(Photo object pointing records)
::::::

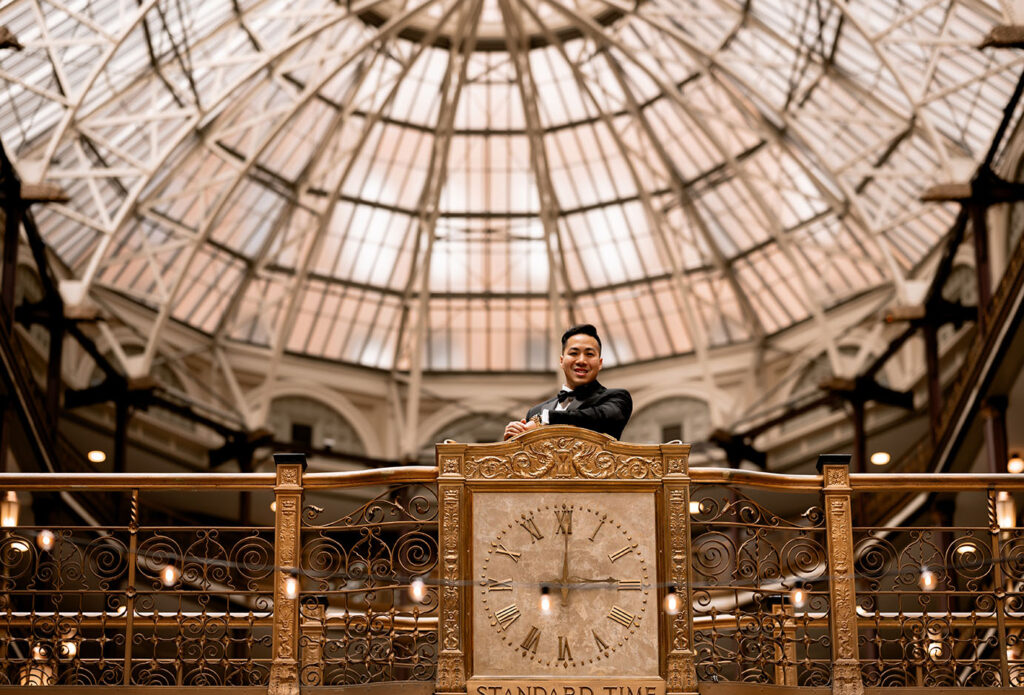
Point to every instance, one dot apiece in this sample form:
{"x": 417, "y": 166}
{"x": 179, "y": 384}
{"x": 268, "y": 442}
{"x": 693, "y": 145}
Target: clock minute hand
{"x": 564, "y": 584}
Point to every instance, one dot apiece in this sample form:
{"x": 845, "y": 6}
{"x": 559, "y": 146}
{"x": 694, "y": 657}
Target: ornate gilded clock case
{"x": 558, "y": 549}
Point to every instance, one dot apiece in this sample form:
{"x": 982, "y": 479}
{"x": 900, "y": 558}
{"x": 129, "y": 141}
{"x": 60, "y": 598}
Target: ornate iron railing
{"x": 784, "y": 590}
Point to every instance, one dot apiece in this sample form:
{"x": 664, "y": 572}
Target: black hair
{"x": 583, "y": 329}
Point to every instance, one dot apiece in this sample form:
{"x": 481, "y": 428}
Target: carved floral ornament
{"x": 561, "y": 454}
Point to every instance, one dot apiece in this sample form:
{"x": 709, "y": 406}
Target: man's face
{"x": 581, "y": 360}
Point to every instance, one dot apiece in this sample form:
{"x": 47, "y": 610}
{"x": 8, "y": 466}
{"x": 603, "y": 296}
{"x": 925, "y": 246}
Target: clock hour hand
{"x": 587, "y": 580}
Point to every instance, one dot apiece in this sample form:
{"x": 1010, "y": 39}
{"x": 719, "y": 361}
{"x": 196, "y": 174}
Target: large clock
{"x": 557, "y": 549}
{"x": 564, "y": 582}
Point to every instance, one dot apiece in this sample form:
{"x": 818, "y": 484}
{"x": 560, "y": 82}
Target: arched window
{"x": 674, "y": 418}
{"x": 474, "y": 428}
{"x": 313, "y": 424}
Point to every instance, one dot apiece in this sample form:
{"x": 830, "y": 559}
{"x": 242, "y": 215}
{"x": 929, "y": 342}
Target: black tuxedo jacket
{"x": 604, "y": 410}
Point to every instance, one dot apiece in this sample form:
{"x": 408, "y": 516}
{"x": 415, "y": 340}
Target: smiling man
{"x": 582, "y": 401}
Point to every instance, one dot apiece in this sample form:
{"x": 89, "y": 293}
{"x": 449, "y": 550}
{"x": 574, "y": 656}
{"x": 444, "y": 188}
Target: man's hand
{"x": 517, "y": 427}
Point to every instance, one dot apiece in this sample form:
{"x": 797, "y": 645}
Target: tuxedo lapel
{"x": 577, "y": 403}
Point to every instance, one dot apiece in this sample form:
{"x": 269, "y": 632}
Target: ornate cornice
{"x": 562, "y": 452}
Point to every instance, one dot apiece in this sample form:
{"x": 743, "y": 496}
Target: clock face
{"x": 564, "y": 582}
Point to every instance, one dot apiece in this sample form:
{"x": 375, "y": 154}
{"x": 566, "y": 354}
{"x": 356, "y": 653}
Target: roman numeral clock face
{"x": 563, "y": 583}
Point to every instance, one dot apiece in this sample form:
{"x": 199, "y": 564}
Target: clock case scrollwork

::::::

=== What is asked ===
Keep the pictures out of your copy, and repeat every entry above exactly.

=== Expected answer ===
Point to every instance, one dot apiece in this sample form:
{"x": 417, "y": 166}
{"x": 179, "y": 384}
{"x": 268, "y": 442}
{"x": 693, "y": 145}
Target: clock minute hand
{"x": 564, "y": 584}
Point to every instance, one dot apiece in this sample form:
{"x": 845, "y": 6}
{"x": 559, "y": 146}
{"x": 694, "y": 657}
Target: ornate gilded clock case
{"x": 558, "y": 549}
Point to every instance, one dot apiece in this sample form:
{"x": 982, "y": 479}
{"x": 900, "y": 558}
{"x": 129, "y": 141}
{"x": 60, "y": 598}
Target: ornate iron railing
{"x": 784, "y": 590}
Point to every instance, one dot apiece in this sample form:
{"x": 664, "y": 572}
Target: black hair
{"x": 583, "y": 329}
Point to every instance, one dot apiece in this sample form:
{"x": 481, "y": 428}
Target: carved floral ornament
{"x": 561, "y": 454}
Point to every instance, one dot apiece in this sample form:
{"x": 709, "y": 406}
Target: man's face
{"x": 581, "y": 360}
Point to every instance, one dot apiece in this sample form:
{"x": 47, "y": 610}
{"x": 8, "y": 466}
{"x": 603, "y": 296}
{"x": 925, "y": 246}
Target: clock hour hand
{"x": 587, "y": 580}
Point to every instance, one dot apiece in this sample form:
{"x": 1010, "y": 39}
{"x": 719, "y": 361}
{"x": 196, "y": 174}
Target: large clock
{"x": 557, "y": 549}
{"x": 564, "y": 582}
Point to every instance, one dot apiece in this sample form:
{"x": 818, "y": 484}
{"x": 560, "y": 82}
Target: arched window
{"x": 674, "y": 418}
{"x": 474, "y": 428}
{"x": 313, "y": 424}
Point to every instance, one dot apiece in this sample form:
{"x": 830, "y": 559}
{"x": 242, "y": 215}
{"x": 929, "y": 342}
Target: black tuxedo jacket
{"x": 604, "y": 410}
Point to every instance, one dot apiece in this sample form:
{"x": 408, "y": 516}
{"x": 415, "y": 340}
Target: smiling man
{"x": 582, "y": 401}
Point to every instance, one dot apiece in this sample form:
{"x": 89, "y": 293}
{"x": 449, "y": 550}
{"x": 574, "y": 656}
{"x": 444, "y": 188}
Target: man's hand
{"x": 517, "y": 427}
Point to every instance, one dot apiece in this sample form:
{"x": 797, "y": 645}
Target: tuxedo lapel
{"x": 577, "y": 403}
Point to every instance, one dot apiece in this sample form:
{"x": 269, "y": 632}
Target: ornate cornice
{"x": 562, "y": 452}
Point to every instance, one dot apiece in this sample form:
{"x": 743, "y": 496}
Target: clock face
{"x": 564, "y": 582}
Point to every instance, one dot apiece in this sample form:
{"x": 375, "y": 154}
{"x": 566, "y": 354}
{"x": 356, "y": 653}
Target: roman numeral clock face
{"x": 563, "y": 583}
Point to every instance, one dot apiece in this sample form:
{"x": 199, "y": 564}
Target: clock case scrollwork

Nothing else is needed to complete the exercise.